● WHAT IS NEEDED: The response should consist of the records that follow, printed exactly.
══ GIVEN DATA
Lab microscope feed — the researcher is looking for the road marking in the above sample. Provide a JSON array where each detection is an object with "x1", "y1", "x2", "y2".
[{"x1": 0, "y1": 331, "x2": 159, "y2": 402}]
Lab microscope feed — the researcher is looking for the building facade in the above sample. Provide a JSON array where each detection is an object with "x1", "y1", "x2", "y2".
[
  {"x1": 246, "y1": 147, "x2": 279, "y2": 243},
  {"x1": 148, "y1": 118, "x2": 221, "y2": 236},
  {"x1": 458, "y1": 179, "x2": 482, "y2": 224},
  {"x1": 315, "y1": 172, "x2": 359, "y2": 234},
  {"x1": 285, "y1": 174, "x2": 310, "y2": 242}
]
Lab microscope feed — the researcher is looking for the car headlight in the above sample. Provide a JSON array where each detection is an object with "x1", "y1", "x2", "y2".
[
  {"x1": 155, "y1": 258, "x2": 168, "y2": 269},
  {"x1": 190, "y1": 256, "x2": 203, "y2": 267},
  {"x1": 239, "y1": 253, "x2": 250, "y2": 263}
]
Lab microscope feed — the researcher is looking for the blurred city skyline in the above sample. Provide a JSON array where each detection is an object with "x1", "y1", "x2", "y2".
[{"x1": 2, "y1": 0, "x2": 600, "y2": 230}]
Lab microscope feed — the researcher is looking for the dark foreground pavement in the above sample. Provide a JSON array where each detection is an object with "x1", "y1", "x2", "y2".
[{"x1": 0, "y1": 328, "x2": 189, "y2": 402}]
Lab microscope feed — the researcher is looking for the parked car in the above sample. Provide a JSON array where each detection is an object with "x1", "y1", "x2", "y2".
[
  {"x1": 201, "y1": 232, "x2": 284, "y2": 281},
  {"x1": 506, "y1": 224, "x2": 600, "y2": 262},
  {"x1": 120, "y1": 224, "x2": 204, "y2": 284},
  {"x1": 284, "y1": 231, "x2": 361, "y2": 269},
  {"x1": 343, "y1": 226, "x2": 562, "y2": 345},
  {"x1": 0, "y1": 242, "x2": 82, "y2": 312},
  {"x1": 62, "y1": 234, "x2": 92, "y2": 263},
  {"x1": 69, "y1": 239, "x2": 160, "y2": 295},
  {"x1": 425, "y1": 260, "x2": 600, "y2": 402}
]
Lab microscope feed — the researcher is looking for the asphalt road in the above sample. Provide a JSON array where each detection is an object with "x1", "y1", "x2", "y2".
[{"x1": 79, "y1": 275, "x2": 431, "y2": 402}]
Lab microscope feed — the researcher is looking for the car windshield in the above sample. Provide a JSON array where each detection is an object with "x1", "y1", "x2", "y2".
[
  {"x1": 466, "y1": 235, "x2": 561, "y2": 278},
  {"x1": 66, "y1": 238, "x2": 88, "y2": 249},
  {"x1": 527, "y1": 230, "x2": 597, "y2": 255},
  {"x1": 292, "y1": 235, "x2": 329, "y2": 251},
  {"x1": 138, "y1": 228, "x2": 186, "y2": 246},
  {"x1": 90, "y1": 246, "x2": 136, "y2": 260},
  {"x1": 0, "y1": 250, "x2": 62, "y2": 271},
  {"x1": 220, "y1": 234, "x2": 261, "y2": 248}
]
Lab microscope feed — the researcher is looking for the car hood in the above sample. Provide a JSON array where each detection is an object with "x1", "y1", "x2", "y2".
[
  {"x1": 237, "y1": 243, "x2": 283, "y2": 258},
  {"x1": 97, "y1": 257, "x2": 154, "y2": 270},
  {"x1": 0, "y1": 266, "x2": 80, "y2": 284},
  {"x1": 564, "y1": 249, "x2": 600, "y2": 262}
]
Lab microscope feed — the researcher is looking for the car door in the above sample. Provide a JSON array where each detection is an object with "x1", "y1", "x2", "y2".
════
● RESULT OF THE TASK:
Lab microscope feed — the researcher is looking for the road marking in the above sample. Provide a JSON array where each detection is an object with "x1", "y1", "x2", "y2".
[{"x1": 0, "y1": 331, "x2": 159, "y2": 402}]
Lab microscope feed — the researcher is looking for the building facade in the above sample. Provide a JSON array where each detection is an object with "x1", "y1", "x2", "y2".
[
  {"x1": 246, "y1": 147, "x2": 279, "y2": 243},
  {"x1": 148, "y1": 118, "x2": 221, "y2": 236},
  {"x1": 458, "y1": 179, "x2": 482, "y2": 224},
  {"x1": 315, "y1": 172, "x2": 359, "y2": 234},
  {"x1": 285, "y1": 174, "x2": 310, "y2": 242}
]
Lab microscope feed — the researcher is looking for the car headlight in the above sample. Provide a JSON array where each detection is an object with "x1", "y1", "x2", "y2".
[
  {"x1": 155, "y1": 258, "x2": 168, "y2": 269},
  {"x1": 190, "y1": 256, "x2": 203, "y2": 267},
  {"x1": 239, "y1": 253, "x2": 250, "y2": 263}
]
Lab microscope feed — the researcher is looking for the blurred city skyline in the above sample. Provide a JSON array where each detection is an object with "x1", "y1", "x2", "y2".
[{"x1": 2, "y1": 0, "x2": 600, "y2": 230}]
Lab microscope feed — the researcher is looking for the dark foreground pavement in the above sample. Provide a JSON array where each detection is an object with "x1", "y1", "x2", "y2".
[{"x1": 0, "y1": 328, "x2": 189, "y2": 402}]
Lab microscope feed — the researcher is looking for the parked car in the above sample. Provide a JSON array where each detection is an object with "x1", "y1", "x2", "y2".
[
  {"x1": 201, "y1": 232, "x2": 284, "y2": 281},
  {"x1": 506, "y1": 224, "x2": 600, "y2": 262},
  {"x1": 120, "y1": 224, "x2": 204, "y2": 284},
  {"x1": 284, "y1": 231, "x2": 361, "y2": 269},
  {"x1": 343, "y1": 226, "x2": 562, "y2": 345},
  {"x1": 0, "y1": 242, "x2": 82, "y2": 312},
  {"x1": 62, "y1": 234, "x2": 92, "y2": 263},
  {"x1": 69, "y1": 239, "x2": 160, "y2": 295},
  {"x1": 425, "y1": 260, "x2": 600, "y2": 402}
]
Lab microscope feed — the researcher is looking for the asphalt road in the above sample. Provide a JSON array where each detection is an object with "x1", "y1", "x2", "y2".
[{"x1": 79, "y1": 275, "x2": 431, "y2": 402}]
Lab microscope feed — the researcher is looking for the car windshield in the above sample. Provide a JSON array where each detection is an object with "x1", "y1", "x2", "y2".
[
  {"x1": 466, "y1": 235, "x2": 561, "y2": 278},
  {"x1": 66, "y1": 238, "x2": 88, "y2": 249},
  {"x1": 527, "y1": 230, "x2": 597, "y2": 255},
  {"x1": 292, "y1": 235, "x2": 329, "y2": 251},
  {"x1": 138, "y1": 228, "x2": 186, "y2": 246},
  {"x1": 90, "y1": 246, "x2": 136, "y2": 260},
  {"x1": 0, "y1": 250, "x2": 62, "y2": 271},
  {"x1": 220, "y1": 234, "x2": 261, "y2": 248}
]
Lab microscope feed — the researcher is looking for the car hood in the above sample. Provide a JSON array where each detection is an object with "x1", "y1", "x2", "y2".
[
  {"x1": 237, "y1": 243, "x2": 283, "y2": 258},
  {"x1": 97, "y1": 257, "x2": 154, "y2": 270},
  {"x1": 0, "y1": 266, "x2": 80, "y2": 284},
  {"x1": 564, "y1": 249, "x2": 600, "y2": 262}
]
Lab microscope feed — the researcher is looking for the car door in the above sample. Provide a JSON array where each detection is an object with "x1", "y1", "x2", "y2".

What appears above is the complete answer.